__TO-DO LIST__:
(1) Answer these questions from the data lakes article, one answer a line, marked the same way:
(a) Which "V" characteristic is described as data in motion?
(b) What revenue does IDC predict for 2019?
(c) What percent of companies feel they lack the skills to make the best use of their data?
(2) In the records, replace "separate parts" with "distinct pieces" from the line with "--target church tower" through the end of the records, both ends included, and write those lines out again with nothing else altered. Leave the pictures out.

__GIVEN PASSAGE__:
# # # # #

Data Lakes: The biggest big data challenges
Why data lakes are an important piece of the overall big data strategy.
By Prashant Tyagi (left) and Haluk Demirkan
In today’s complex business world, many organizations have noticed that the data they own and how they use it can make them different than others to innovate, to compete better and to stay in business . That’s why organizations try to collect and process as much data as possible, transform it into meaningful information with data-driven discoveries, and deliver it to the user in the right format for smarter decision-making . Big data analytics has become a key element of the business decision process over the last decade. With the right analytics, data can be turned into actionable intelligence that can be used to help make businesses maximize revenue, improve operations and mitigate risks.
Big data is the term for a collection of data sets so large and complex that it becomes difficult to process using hands-on database management tools or traditional data processing applications. The challenges include capture, curation, storage, search, sharing, transfer, analysis, visualization and many other things. According to Demirkan and Dal , big data has the following six “V” characteristics:
- Volume (data at rest): terabytes, exabytes, petabytes and zettabytes of data
- Velocity (data in motion): capturing and processing streaming data in seconds or milliseconds to meet the need or demand.
- Variety (data in many forms): structured, unstructured, text, multimedia, video, audio, sensor data, meter data, html, text, emails, etc.
- Veracity (data in doubt): uncertainty due to data inconsistency and incompleteness, ambiguities, latency, deception, model approximations, accuracy, quality, truthfulness or trustworthiness.
- Variability (data in change): the differing ways in which the data may be interpreted; different questions require different interpretations. Data flows can be highly inconsistent with periodic peaks.
- Value (data for co-creation): The relative importance of different data to the decision-making process.
IDC predicts revenue from the sales of big data and analytics applications, tools and services will increase more than 50 percent, from nearly $122 billion in 2015 to more than $187 billion in 2019 . Even though 73 percent of companies intend to increase spending on analytics and making data discovery a more significant part of their architecture, 60 percent feel they don’t have the skills to make the best use of their data . Given an abundance of knowledge and experience, combined with successful data and analytics-enabled decision support systems, big data initiatives come with high expectations, and many of them are doomed to fail.
Research predicts that half of all big data projects will fail to deliver against their expectations . When Gartner asked what the biggest big data challenges were, the responses suggest that while all the companies plan to move ahead with big data projects, they still don’t have a good idea as to what they’re doing and why . The second major concern is not establishing data governance and management  (see Table 1).

# # # # #

__DATA SHOWN__:
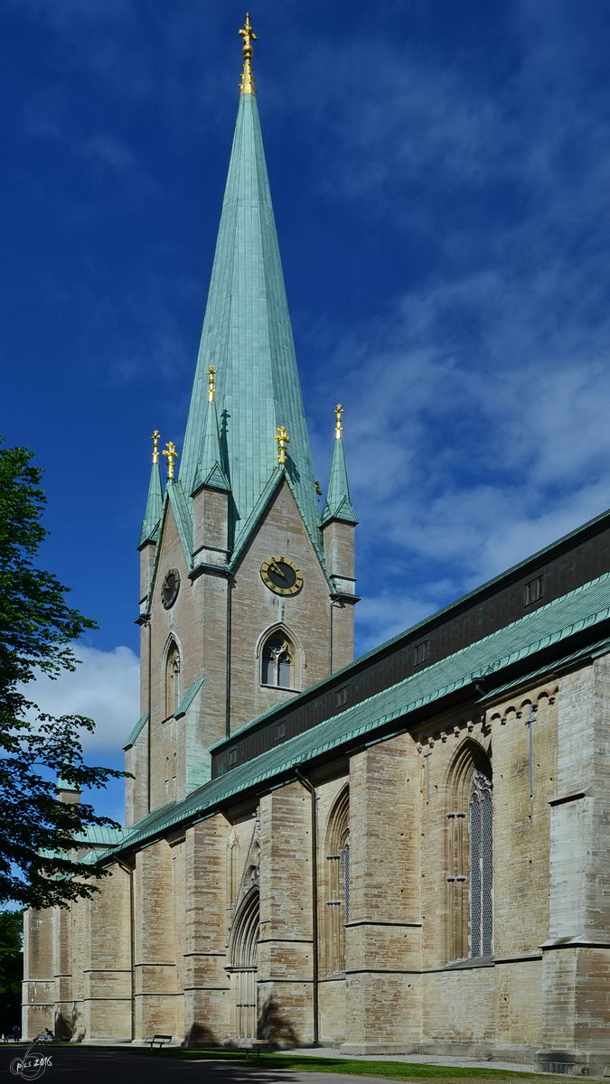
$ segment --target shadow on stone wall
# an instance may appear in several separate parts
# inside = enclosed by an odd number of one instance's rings
[[[68,1019],[63,1012],[58,1012],[55,1017],[55,1038],[61,1038],[62,1043],[69,1043],[73,1034],[72,1019]]]
[[[191,1024],[187,1034],[186,1046],[218,1046],[214,1032],[205,1023]]]
[[[258,1017],[256,1037],[270,1040],[271,1043],[277,1043],[278,1046],[298,1045],[298,1036],[292,1023],[287,1017],[281,1015],[279,1005],[272,999],[265,1002],[263,1006],[263,1010]]]

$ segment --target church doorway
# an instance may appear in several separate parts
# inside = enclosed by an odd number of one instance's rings
[[[256,1038],[258,911],[258,889],[253,887],[239,906],[229,942],[231,1030],[236,1038]]]

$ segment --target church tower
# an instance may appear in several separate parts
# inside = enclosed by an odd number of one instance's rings
[[[141,717],[127,825],[209,748],[354,657],[356,517],[338,408],[320,517],[260,134],[250,17],[183,448],[160,436],[140,535]],[[179,469],[176,464],[179,462]]]

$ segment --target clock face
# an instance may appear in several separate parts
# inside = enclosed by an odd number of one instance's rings
[[[161,588],[161,601],[165,609],[171,609],[180,590],[180,573],[177,568],[170,568]]]
[[[263,583],[276,595],[296,595],[303,586],[303,576],[288,557],[268,557],[260,566]]]

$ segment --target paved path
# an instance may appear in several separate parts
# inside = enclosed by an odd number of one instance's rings
[[[25,1047],[11,1043],[0,1046],[0,1080],[22,1080],[9,1072],[13,1058],[23,1056]],[[177,1058],[148,1058],[122,1050],[100,1050],[78,1047],[42,1047],[50,1055],[51,1066],[39,1082],[42,1084],[384,1084],[379,1076],[348,1076],[344,1073],[305,1073],[257,1068],[256,1060],[232,1062],[208,1059],[198,1061]],[[391,1082],[396,1084],[396,1081]]]

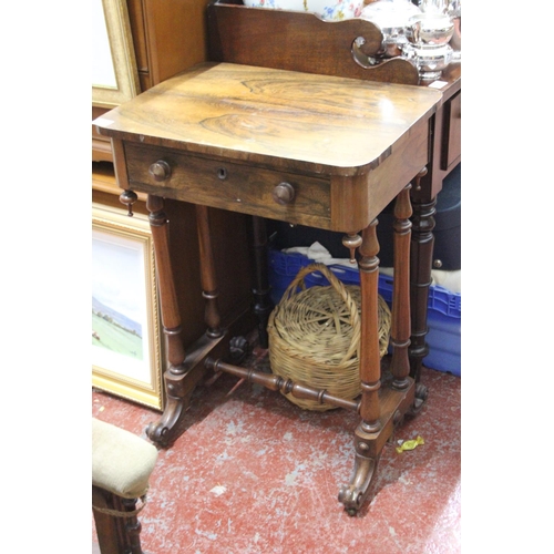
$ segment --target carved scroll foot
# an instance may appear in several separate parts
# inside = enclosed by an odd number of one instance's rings
[[[339,492],[339,502],[345,504],[349,515],[356,515],[371,490],[371,483],[377,473],[379,458],[368,458],[356,452],[353,475],[350,484],[343,485]]]
[[[417,383],[416,398],[413,399],[413,403],[411,408],[408,410],[407,416],[411,417],[417,416],[423,408],[423,404],[427,402],[428,397],[429,397],[428,388],[424,384]]]
[[[185,373],[173,373],[166,371],[165,392],[166,404],[162,418],[157,422],[148,423],[146,435],[161,448],[168,447],[175,439],[174,429],[188,407],[192,390],[185,387]]]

# # # # #

__RESULTS BY TASK__:
(1)
(a) Velocity
(b) More than $187 billion
(c) 60 percent

(2)
$ segment --target church tower
# an instance may appear in several distinct pieces
# inside = enclosed by an odd number of one instance's rings
[[[141,717],[127,825],[209,748],[354,657],[356,517],[338,408],[320,517],[260,134],[250,17],[183,448],[160,436],[140,535]],[[179,469],[176,464],[179,462]]]

$ segment --target clock face
# an instance may appear in several distinct pieces
# inside = enclosed by an odd number of one instance's rings
[[[161,588],[161,601],[165,609],[171,609],[180,590],[180,573],[177,568],[170,568]]]
[[[263,583],[276,595],[296,595],[303,586],[303,576],[288,557],[268,557],[260,566]]]

$ segment --target paved path
# an instance may appear in several distinct pieces
# inside = enclosed by an odd number of one instance's rings
[[[25,1047],[11,1043],[0,1046],[0,1080],[22,1080],[9,1072],[13,1058],[23,1056]],[[177,1058],[148,1058],[122,1050],[100,1050],[78,1047],[42,1047],[50,1055],[51,1066],[39,1082],[42,1084],[384,1084],[379,1076],[348,1076],[344,1073],[305,1073],[257,1068],[256,1060],[232,1062],[208,1059],[198,1061]],[[391,1082],[396,1084],[396,1081]]]

$ segment --target carved scroll foot
# an instance may appear in several distinct pieces
# inside = enclosed by an odd number of one instance's rings
[[[339,492],[339,502],[345,504],[349,515],[356,515],[371,490],[371,483],[377,473],[379,458],[368,458],[356,452],[353,475],[350,484],[343,485]]]
[[[417,383],[416,398],[413,399],[413,403],[411,408],[408,410],[407,416],[411,417],[417,416],[423,408],[423,404],[427,402],[428,397],[429,397],[428,388],[424,384]]]
[[[185,373],[173,373],[166,371],[165,392],[166,404],[162,418],[157,422],[148,423],[146,435],[161,448],[168,447],[175,439],[174,429],[188,407],[192,390],[185,387]]]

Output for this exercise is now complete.